YOUR ASSIGNMENT: Give the data again exactly, stopping after the "slim headlight of" line.

PROVIDED DATA:
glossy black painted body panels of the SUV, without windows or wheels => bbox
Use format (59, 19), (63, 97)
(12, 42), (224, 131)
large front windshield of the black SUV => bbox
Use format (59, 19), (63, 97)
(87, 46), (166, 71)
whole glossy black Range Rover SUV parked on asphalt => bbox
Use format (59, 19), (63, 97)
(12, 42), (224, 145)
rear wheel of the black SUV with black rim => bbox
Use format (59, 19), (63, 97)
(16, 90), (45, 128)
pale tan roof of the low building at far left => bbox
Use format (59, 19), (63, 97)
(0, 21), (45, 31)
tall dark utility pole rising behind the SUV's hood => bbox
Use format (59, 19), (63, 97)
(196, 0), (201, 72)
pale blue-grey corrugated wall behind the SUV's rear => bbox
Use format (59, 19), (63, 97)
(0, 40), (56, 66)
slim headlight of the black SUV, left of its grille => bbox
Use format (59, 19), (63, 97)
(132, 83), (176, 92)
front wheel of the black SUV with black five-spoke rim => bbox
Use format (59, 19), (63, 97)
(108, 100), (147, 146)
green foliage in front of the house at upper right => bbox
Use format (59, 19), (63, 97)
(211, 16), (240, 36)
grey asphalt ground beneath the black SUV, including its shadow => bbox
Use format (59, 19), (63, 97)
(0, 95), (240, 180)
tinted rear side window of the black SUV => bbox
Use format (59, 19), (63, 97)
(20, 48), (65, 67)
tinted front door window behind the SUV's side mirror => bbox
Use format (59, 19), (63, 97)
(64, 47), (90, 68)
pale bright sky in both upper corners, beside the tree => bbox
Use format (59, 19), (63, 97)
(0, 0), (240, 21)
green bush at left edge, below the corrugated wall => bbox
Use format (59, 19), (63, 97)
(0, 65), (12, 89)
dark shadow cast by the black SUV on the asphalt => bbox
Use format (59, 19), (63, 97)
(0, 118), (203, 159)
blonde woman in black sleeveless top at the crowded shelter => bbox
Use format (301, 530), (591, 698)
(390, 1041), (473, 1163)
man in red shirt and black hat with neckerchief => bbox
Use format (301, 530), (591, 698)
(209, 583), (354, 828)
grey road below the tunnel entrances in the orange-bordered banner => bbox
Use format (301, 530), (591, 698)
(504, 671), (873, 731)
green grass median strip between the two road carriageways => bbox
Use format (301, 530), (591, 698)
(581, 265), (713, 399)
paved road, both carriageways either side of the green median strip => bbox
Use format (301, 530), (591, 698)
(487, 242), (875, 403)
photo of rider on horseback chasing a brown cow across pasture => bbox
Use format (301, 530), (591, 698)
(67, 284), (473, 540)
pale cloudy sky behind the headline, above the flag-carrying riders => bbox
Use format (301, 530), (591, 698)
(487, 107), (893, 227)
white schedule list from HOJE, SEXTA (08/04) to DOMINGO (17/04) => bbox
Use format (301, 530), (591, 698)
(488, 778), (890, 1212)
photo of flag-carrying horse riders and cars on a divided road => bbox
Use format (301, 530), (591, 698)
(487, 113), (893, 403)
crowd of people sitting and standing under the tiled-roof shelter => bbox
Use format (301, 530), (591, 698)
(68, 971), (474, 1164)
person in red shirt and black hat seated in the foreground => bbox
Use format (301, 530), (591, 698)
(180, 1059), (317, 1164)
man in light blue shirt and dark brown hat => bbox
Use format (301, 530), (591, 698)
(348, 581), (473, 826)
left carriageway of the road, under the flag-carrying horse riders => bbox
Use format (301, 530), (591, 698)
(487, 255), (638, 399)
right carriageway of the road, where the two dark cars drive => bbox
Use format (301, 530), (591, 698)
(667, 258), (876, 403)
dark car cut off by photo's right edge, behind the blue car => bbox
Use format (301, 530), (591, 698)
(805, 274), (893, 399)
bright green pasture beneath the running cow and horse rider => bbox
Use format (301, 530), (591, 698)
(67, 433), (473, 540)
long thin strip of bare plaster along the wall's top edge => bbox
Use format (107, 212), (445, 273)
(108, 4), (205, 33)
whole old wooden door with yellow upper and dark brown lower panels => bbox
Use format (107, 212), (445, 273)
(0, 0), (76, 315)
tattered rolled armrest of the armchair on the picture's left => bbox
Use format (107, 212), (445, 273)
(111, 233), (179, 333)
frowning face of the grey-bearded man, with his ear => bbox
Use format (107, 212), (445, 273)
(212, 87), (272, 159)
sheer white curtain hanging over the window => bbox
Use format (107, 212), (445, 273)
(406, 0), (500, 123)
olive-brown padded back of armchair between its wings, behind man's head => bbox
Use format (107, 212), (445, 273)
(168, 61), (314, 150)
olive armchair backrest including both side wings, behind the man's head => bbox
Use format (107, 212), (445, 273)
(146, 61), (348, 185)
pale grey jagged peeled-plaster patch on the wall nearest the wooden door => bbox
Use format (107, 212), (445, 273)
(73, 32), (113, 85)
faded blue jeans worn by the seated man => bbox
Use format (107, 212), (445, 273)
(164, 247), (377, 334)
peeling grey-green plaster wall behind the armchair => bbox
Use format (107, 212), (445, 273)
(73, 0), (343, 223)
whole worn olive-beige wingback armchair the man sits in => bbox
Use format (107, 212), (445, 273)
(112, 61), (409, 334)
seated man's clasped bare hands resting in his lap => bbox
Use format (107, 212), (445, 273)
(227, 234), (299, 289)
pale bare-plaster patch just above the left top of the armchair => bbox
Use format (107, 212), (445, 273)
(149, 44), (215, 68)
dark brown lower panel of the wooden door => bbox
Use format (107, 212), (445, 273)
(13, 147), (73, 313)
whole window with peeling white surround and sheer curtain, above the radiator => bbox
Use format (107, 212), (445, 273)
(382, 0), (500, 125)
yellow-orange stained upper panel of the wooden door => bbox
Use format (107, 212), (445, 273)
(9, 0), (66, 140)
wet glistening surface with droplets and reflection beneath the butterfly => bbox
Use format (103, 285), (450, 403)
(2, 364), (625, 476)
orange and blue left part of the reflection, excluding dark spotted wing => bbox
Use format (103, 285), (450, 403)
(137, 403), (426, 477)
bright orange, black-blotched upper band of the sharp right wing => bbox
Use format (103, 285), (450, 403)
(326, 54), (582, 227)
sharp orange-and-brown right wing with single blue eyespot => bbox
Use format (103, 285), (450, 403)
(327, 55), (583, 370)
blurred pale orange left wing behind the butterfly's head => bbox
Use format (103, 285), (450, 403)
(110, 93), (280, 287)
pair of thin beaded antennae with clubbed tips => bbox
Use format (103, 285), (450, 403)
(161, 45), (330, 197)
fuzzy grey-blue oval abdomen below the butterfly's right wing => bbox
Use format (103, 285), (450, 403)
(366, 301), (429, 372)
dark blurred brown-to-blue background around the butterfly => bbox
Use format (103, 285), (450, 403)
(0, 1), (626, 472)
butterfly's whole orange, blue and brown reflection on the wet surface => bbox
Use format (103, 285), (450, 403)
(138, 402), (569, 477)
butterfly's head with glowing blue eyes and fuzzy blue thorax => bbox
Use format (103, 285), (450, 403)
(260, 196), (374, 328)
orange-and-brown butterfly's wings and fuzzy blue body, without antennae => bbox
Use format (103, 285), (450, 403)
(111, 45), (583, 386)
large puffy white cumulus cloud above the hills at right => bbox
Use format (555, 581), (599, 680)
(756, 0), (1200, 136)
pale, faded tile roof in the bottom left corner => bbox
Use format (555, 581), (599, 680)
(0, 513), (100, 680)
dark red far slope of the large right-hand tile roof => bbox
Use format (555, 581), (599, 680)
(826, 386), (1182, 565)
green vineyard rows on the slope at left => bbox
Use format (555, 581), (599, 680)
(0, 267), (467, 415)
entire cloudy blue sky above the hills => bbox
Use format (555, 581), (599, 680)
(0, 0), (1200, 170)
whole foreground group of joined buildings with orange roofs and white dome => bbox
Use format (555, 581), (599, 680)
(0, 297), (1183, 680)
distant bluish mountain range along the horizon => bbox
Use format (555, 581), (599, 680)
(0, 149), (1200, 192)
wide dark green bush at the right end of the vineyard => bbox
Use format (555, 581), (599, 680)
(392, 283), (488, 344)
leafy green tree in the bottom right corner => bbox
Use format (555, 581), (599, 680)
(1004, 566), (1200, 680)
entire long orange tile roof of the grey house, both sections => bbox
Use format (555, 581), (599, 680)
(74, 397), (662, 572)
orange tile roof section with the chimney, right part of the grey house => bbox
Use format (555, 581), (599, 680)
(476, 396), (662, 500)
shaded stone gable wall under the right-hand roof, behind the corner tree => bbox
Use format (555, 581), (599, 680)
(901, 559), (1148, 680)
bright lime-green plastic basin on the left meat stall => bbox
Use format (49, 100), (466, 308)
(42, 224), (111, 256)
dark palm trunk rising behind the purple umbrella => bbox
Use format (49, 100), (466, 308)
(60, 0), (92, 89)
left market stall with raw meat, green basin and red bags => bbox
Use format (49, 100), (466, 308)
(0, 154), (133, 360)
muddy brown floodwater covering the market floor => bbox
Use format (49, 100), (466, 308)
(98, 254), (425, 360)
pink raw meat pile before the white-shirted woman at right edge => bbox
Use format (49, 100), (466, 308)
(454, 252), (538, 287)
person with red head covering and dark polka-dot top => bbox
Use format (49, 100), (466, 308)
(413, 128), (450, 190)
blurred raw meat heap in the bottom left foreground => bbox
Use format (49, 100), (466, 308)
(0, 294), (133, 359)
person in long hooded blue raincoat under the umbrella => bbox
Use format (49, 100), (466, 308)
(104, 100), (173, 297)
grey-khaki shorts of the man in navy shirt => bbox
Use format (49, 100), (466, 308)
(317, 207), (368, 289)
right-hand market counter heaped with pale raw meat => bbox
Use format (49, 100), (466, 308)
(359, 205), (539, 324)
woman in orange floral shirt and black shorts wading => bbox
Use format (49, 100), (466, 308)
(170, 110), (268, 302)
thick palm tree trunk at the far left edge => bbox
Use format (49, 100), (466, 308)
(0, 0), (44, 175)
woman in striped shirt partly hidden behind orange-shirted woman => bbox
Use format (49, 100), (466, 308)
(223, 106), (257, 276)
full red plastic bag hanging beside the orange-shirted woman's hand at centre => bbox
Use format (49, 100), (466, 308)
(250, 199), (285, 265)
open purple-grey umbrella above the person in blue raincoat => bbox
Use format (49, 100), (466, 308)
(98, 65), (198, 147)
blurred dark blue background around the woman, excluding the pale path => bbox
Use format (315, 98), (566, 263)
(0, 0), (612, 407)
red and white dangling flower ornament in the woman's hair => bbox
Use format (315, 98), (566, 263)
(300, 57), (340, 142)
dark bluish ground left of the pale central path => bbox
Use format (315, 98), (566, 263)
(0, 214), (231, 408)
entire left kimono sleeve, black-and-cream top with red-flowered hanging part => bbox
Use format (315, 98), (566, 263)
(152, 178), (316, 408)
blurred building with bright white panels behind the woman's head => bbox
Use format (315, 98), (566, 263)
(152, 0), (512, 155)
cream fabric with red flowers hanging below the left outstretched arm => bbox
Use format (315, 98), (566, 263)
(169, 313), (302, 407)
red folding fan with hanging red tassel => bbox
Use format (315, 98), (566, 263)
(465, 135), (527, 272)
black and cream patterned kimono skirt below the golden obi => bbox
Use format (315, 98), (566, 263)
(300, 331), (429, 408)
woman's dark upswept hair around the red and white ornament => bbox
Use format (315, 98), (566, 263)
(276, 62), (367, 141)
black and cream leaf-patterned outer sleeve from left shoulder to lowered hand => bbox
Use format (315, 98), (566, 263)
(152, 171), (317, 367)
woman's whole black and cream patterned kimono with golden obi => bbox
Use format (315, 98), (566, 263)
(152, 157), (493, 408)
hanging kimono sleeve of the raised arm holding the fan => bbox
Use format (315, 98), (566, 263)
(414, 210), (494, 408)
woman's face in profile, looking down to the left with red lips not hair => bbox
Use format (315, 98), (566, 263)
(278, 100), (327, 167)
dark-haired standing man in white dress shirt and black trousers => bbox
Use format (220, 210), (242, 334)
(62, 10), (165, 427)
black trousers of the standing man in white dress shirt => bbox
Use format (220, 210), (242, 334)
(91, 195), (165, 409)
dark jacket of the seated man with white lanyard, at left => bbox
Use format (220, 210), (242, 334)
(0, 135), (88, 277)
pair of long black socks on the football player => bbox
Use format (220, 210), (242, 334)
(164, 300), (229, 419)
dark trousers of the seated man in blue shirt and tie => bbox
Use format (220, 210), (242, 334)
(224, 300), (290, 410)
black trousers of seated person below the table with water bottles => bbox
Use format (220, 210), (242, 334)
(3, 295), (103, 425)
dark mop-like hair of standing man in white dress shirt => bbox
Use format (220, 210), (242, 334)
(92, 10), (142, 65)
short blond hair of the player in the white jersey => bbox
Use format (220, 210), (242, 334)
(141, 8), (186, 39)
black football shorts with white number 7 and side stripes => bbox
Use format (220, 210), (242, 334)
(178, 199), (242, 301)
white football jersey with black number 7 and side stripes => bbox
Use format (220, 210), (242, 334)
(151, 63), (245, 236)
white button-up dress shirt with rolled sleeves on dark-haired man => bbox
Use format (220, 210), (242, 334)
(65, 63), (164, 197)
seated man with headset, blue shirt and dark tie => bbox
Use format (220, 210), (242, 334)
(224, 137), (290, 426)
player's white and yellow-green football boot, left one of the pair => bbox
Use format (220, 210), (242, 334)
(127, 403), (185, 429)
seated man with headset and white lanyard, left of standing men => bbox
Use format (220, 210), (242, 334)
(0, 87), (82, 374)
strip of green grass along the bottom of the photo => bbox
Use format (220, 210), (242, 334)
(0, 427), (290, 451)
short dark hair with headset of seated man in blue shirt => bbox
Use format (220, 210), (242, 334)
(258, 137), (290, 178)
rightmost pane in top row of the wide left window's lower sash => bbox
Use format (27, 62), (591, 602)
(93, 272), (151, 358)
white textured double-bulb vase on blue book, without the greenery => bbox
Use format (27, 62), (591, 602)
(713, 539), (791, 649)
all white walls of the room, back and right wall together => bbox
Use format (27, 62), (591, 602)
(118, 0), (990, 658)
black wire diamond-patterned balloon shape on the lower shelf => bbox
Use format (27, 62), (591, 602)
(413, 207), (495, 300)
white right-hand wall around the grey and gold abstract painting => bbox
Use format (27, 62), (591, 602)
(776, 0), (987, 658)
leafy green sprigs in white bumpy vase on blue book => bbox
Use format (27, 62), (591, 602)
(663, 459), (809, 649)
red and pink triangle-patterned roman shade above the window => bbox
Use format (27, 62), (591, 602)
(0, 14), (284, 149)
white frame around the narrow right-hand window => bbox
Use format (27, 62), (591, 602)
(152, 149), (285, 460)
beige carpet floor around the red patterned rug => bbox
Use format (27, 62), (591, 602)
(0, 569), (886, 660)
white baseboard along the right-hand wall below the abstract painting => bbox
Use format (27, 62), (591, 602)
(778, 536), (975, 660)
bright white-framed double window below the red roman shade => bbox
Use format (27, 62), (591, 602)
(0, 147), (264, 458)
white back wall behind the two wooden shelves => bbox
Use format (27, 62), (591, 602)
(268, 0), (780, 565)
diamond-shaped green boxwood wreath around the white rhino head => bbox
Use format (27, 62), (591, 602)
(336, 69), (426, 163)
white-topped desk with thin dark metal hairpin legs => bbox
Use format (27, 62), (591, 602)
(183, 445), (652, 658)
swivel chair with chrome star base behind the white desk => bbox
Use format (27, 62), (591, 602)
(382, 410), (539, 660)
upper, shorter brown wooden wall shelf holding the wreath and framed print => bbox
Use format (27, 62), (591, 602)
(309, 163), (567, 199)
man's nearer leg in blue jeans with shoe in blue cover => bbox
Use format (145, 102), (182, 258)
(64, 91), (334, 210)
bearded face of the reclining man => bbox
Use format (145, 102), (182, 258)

RESPONSE TO THE TASK:
glossy black painted body panels of the SUV, without windows or wheels => bbox
Use format (59, 19), (63, 97)
(12, 42), (224, 131)
large front windshield of the black SUV => bbox
Use format (59, 19), (63, 97)
(87, 46), (166, 71)
whole glossy black Range Rover SUV parked on asphalt => bbox
Use format (59, 19), (63, 97)
(12, 42), (224, 145)
rear wheel of the black SUV with black rim => bbox
Use format (59, 19), (63, 97)
(16, 90), (45, 128)
pale tan roof of the low building at far left => bbox
Use format (59, 19), (63, 97)
(0, 21), (45, 31)
tall dark utility pole rising behind the SUV's hood => bbox
Use format (59, 19), (63, 97)
(196, 0), (201, 72)
pale blue-grey corrugated wall behind the SUV's rear => bbox
Use format (59, 19), (63, 97)
(0, 40), (56, 66)
slim headlight of the black SUV, left of its grille => bbox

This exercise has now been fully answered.